- EXERCISE BRIEF
Pull out every line of the data below that contains the word "background", and list those lines in their original order.

- PROVIDED DATA
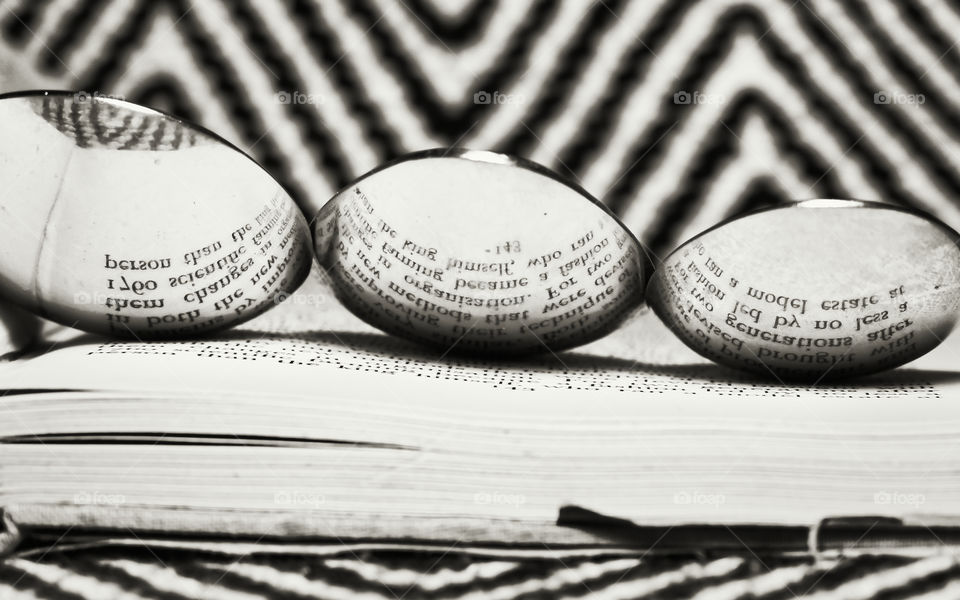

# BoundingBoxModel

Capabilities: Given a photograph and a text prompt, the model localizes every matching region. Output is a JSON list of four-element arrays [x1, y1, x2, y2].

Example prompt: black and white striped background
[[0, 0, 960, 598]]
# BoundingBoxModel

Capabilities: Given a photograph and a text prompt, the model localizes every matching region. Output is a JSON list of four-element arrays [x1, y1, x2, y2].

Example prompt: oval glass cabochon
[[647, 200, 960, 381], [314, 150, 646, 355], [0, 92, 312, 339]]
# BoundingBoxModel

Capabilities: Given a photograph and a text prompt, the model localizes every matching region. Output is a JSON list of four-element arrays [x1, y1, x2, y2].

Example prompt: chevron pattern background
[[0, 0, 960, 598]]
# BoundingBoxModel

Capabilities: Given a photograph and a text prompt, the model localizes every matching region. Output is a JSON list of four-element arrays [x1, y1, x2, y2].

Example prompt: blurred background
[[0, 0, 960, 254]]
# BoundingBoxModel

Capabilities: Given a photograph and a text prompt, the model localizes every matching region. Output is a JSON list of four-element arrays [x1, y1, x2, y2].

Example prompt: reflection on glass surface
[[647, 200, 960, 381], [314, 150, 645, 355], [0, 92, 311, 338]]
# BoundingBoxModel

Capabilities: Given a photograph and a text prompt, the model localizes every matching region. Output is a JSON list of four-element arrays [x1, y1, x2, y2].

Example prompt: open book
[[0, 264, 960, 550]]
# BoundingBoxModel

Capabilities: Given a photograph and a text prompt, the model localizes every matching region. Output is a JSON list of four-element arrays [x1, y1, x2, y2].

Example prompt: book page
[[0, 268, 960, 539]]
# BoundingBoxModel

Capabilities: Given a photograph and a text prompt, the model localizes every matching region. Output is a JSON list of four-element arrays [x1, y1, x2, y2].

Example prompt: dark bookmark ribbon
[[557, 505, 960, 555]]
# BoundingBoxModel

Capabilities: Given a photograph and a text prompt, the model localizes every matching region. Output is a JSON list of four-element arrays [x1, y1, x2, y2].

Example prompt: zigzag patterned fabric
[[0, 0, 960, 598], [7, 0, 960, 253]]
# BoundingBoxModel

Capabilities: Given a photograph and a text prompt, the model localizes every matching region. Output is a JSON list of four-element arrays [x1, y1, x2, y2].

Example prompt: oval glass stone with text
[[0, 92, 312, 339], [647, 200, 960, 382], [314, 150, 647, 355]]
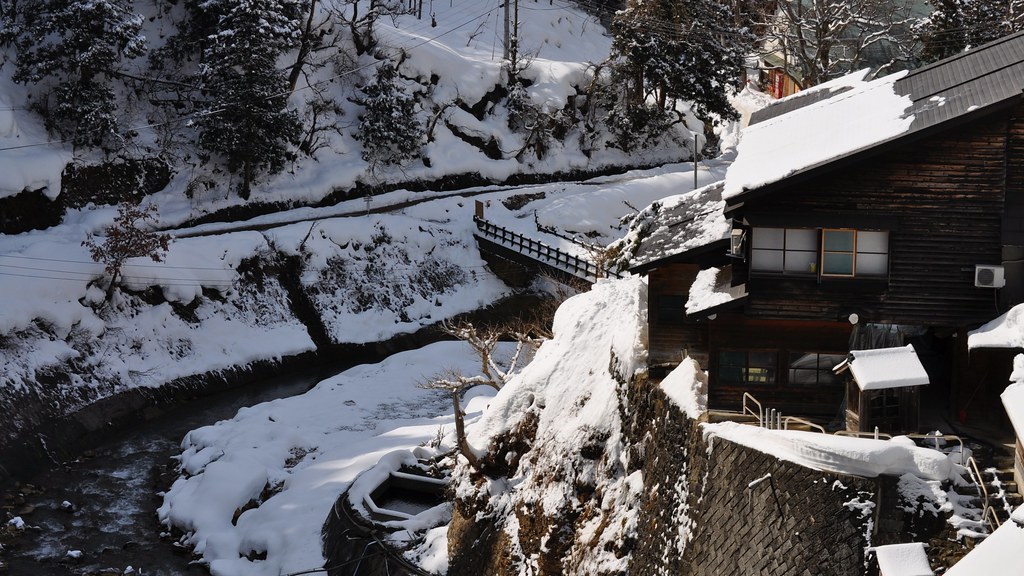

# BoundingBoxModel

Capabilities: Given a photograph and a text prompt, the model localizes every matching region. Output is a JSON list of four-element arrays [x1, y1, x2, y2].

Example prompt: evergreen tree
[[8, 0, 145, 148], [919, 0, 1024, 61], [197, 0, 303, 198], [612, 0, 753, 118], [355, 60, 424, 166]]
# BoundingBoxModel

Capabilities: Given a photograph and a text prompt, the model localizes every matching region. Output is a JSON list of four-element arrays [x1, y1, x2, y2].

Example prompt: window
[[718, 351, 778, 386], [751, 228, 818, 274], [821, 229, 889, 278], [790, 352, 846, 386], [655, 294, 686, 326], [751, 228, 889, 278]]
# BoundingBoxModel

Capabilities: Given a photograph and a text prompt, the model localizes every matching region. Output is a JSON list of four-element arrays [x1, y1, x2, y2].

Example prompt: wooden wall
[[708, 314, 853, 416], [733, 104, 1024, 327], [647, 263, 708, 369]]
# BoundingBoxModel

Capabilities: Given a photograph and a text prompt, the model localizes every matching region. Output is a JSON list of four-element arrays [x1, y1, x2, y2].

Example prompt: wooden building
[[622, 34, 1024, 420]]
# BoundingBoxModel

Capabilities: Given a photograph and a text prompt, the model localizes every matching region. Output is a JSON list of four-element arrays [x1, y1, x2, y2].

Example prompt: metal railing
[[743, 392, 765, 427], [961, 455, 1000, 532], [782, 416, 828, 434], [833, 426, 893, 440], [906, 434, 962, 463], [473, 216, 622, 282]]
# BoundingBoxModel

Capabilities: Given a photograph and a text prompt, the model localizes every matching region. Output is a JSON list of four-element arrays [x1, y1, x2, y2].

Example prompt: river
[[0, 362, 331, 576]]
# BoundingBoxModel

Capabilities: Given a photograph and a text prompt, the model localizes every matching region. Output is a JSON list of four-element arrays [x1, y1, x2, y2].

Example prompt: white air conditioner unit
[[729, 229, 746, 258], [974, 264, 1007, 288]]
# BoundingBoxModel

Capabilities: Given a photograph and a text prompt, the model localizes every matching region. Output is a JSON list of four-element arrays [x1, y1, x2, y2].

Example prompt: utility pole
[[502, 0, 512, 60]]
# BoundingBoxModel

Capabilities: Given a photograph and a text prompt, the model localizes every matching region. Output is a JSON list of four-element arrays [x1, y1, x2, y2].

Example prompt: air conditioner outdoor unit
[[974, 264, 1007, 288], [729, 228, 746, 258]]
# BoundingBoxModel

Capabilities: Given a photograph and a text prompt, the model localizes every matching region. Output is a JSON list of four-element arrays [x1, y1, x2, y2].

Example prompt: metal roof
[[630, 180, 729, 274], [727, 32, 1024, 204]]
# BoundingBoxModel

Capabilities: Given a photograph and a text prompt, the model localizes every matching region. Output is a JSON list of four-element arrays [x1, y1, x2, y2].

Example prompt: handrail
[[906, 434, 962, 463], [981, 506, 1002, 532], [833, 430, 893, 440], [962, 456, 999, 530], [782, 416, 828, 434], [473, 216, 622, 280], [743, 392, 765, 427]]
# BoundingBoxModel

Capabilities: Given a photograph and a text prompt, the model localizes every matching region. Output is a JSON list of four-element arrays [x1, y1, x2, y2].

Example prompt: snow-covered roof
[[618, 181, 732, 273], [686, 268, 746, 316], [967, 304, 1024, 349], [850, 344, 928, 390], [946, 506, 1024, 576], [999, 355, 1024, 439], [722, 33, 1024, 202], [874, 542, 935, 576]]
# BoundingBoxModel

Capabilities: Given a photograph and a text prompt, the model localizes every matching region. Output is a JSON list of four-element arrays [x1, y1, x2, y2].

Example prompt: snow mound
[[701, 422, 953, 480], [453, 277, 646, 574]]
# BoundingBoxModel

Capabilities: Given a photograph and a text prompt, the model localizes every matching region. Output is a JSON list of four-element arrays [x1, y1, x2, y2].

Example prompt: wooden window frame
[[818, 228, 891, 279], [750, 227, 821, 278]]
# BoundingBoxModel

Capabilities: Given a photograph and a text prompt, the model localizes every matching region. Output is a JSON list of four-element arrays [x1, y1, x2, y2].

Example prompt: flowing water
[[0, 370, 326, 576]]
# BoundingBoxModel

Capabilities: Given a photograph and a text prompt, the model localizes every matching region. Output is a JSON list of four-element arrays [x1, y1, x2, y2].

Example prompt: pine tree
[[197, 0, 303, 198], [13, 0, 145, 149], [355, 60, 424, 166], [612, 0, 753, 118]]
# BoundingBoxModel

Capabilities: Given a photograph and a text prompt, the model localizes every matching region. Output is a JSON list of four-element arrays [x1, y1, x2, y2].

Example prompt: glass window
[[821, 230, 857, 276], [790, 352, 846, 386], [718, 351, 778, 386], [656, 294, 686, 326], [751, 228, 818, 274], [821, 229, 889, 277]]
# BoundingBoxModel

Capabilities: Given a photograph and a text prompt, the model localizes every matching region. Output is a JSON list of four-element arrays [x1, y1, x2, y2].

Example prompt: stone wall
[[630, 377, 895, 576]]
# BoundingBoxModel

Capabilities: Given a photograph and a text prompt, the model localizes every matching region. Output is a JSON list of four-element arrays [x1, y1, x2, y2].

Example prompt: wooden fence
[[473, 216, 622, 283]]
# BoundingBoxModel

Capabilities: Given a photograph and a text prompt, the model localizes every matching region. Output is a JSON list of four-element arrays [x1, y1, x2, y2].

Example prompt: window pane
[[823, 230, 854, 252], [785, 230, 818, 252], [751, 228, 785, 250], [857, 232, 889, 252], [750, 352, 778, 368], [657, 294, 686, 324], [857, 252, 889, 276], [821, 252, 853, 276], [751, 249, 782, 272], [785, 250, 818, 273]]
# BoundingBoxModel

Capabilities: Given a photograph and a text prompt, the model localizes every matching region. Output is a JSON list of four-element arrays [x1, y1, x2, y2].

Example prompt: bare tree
==
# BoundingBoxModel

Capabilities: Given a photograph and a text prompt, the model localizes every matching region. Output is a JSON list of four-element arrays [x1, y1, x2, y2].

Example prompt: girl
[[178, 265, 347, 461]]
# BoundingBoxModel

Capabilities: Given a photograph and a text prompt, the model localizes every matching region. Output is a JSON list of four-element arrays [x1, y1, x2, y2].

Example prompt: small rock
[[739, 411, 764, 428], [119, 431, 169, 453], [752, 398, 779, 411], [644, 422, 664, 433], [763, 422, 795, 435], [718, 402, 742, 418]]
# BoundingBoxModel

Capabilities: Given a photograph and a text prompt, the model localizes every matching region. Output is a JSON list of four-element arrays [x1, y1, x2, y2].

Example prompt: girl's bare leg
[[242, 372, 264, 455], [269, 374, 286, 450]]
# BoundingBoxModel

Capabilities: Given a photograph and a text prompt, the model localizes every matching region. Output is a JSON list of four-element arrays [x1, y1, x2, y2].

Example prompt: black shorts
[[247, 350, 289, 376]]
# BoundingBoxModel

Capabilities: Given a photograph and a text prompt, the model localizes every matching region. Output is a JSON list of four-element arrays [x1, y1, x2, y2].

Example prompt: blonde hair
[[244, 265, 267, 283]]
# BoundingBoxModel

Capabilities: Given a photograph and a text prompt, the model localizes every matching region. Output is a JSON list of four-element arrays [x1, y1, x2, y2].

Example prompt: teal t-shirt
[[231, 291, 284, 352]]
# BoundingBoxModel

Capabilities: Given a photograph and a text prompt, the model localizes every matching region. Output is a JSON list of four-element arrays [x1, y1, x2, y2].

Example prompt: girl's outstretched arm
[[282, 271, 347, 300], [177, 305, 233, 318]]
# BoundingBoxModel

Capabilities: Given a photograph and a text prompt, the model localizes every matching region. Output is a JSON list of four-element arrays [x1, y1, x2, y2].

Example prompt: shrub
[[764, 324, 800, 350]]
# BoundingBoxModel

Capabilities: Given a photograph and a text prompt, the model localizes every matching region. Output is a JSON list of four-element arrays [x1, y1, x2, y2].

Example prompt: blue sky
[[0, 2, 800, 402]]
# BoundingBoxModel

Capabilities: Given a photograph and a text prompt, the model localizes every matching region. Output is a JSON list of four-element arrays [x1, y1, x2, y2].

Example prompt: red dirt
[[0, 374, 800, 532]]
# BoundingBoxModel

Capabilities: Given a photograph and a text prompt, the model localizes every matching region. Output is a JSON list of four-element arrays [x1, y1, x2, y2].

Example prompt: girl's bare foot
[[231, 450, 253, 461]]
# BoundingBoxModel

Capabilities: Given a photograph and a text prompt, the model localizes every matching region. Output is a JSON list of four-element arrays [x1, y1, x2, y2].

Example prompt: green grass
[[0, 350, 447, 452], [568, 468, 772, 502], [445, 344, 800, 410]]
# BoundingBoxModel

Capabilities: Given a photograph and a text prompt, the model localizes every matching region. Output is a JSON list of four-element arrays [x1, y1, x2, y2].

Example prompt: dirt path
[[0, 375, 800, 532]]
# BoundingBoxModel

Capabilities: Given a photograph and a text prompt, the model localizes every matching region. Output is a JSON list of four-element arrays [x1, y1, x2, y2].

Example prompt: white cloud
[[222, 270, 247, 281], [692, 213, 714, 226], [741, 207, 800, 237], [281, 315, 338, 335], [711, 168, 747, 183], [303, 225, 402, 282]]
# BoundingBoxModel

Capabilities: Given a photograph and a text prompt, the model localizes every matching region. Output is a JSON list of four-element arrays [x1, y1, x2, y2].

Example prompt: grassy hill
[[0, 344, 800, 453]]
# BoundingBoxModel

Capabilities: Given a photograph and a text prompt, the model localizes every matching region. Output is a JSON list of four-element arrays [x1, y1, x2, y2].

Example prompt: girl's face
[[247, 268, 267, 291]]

- RESULT FOR THIS TASK
Example prompt: black and white striped background
Example prompt: chevron pattern background
Example prompt: blurred background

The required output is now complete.